→ Supplied data:
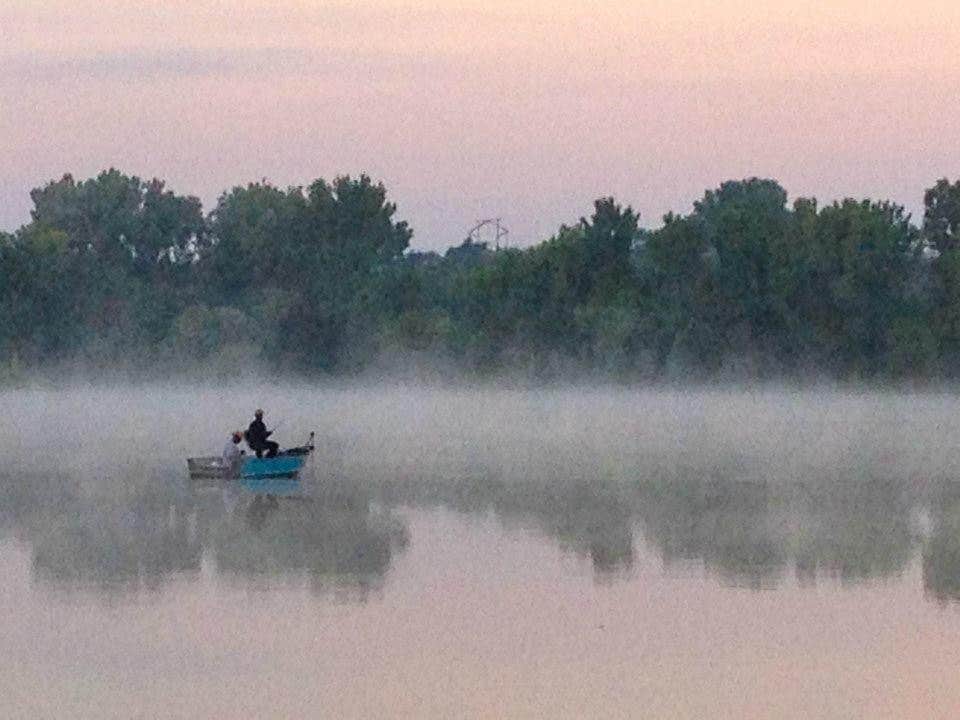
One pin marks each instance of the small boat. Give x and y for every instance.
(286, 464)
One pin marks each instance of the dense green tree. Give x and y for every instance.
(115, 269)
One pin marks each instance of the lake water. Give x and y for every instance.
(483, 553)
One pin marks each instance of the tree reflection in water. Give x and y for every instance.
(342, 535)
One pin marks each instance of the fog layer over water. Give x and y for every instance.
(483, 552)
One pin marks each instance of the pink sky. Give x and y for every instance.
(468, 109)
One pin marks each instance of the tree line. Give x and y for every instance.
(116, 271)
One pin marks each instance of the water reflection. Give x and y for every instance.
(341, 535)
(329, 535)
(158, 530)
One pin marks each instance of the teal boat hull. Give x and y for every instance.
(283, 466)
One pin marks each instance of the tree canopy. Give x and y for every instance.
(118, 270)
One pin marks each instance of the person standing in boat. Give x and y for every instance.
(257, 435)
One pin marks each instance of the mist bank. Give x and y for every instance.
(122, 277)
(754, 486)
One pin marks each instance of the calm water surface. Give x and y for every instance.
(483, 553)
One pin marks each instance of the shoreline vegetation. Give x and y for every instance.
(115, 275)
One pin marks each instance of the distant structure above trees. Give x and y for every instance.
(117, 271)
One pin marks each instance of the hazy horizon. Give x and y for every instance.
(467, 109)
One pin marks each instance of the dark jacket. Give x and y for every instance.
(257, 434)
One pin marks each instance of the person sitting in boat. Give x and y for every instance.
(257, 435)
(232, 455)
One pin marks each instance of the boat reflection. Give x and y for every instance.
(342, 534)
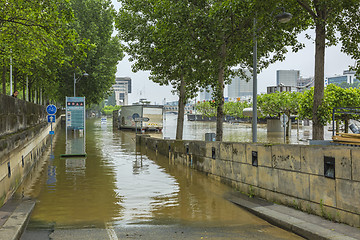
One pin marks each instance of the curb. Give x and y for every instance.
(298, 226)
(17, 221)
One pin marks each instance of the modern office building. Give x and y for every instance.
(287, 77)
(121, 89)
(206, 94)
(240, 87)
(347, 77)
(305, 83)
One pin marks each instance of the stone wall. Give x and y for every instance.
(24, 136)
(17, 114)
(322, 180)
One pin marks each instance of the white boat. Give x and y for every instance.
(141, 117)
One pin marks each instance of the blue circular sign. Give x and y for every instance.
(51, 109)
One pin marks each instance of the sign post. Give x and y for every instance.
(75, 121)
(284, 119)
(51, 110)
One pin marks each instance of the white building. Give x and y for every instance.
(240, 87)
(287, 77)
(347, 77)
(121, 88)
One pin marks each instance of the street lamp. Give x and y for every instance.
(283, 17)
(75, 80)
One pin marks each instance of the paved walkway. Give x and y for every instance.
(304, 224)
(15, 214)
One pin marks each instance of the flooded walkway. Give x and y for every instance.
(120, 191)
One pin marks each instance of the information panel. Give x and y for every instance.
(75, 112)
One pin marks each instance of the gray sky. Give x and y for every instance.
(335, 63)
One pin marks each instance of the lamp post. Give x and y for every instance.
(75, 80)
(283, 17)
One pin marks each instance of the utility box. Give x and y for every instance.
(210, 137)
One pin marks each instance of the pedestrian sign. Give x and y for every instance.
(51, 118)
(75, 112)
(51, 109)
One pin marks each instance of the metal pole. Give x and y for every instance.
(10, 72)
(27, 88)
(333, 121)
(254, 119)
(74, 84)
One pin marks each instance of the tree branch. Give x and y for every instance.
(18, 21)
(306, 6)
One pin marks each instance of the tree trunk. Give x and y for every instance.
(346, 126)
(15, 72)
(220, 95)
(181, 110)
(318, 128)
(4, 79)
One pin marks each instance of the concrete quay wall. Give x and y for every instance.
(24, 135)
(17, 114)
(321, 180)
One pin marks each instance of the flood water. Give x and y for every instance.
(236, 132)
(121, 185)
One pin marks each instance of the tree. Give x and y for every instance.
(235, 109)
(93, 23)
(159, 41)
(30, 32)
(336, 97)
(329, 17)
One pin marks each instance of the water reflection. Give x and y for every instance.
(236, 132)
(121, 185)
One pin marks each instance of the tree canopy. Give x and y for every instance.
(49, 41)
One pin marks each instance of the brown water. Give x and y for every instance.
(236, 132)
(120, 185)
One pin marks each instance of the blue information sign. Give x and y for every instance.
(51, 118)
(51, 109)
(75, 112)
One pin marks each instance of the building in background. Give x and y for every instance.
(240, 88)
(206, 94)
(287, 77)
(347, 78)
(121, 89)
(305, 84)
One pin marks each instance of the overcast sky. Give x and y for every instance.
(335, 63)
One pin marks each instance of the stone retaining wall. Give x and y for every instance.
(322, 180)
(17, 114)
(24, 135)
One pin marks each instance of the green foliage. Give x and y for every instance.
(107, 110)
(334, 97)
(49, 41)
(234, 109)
...
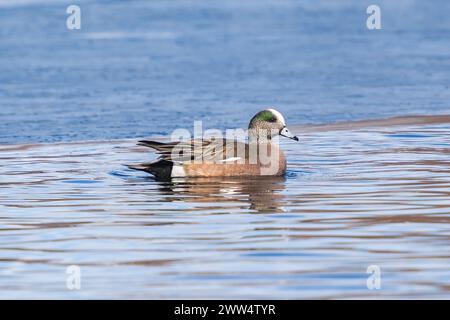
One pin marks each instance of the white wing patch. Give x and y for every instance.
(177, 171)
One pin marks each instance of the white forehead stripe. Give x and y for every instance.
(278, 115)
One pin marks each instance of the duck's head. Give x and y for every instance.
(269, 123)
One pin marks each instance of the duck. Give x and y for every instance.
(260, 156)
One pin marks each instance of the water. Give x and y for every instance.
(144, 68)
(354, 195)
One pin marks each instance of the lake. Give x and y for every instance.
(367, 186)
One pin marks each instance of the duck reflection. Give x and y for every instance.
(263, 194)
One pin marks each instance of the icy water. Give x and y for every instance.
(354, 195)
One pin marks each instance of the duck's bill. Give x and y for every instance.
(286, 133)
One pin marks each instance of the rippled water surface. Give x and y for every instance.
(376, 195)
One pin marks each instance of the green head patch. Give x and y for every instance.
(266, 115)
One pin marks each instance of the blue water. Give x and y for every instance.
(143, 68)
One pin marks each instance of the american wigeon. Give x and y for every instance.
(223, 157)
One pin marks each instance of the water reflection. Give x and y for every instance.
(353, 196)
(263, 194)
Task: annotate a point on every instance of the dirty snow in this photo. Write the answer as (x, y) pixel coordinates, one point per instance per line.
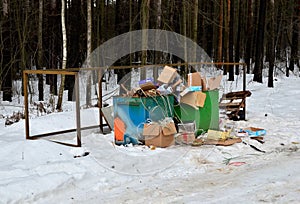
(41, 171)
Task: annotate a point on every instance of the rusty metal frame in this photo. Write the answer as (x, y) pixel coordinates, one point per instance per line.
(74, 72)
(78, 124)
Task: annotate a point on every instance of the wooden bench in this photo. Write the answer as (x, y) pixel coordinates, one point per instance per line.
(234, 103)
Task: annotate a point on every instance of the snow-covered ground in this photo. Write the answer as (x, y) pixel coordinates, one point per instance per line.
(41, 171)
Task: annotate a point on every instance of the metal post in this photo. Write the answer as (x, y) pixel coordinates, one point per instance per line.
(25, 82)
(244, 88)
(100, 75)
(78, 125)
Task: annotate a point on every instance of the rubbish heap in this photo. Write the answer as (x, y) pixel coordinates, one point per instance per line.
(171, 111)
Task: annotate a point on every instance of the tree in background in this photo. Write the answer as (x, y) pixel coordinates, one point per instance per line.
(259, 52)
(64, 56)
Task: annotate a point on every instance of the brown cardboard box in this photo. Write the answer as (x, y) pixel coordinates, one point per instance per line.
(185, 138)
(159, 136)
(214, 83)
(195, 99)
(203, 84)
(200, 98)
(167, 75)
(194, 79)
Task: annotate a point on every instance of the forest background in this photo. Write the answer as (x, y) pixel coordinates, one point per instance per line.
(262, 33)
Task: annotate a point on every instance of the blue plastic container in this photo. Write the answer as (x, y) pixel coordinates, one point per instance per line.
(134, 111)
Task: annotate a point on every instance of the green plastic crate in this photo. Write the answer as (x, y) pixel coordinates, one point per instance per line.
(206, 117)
---
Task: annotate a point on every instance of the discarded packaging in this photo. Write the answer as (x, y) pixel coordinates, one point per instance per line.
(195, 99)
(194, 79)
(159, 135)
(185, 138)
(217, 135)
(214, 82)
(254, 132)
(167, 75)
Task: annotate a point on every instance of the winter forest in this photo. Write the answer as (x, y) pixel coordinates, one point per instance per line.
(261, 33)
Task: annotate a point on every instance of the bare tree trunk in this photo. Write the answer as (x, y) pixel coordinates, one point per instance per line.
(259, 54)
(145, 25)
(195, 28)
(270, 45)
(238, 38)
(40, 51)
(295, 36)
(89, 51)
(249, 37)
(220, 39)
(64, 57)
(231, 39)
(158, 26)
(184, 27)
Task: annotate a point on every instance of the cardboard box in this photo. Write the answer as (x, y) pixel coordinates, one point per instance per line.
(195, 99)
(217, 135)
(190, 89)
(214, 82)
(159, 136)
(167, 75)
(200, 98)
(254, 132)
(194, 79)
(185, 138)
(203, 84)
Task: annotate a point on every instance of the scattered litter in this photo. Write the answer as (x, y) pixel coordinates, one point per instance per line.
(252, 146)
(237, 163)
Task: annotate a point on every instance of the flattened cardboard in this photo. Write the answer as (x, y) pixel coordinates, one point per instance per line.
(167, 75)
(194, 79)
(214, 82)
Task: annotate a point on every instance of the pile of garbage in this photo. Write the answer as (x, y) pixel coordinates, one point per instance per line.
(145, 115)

→ Problem to solve: Below, list every line of the data above that contains the word "plastic", copying each one in full. Case counts.

→ Output below:
Task: annotate a point on every instance of the blue plastic container in this photo. Write the answer as (x, y) pixel coordinates, one point per instance per line.
Task: annotate a point on every instance of the green plastic crate in this photo. Write the answer as (x, y) pixel coordinates, one point per instance per line.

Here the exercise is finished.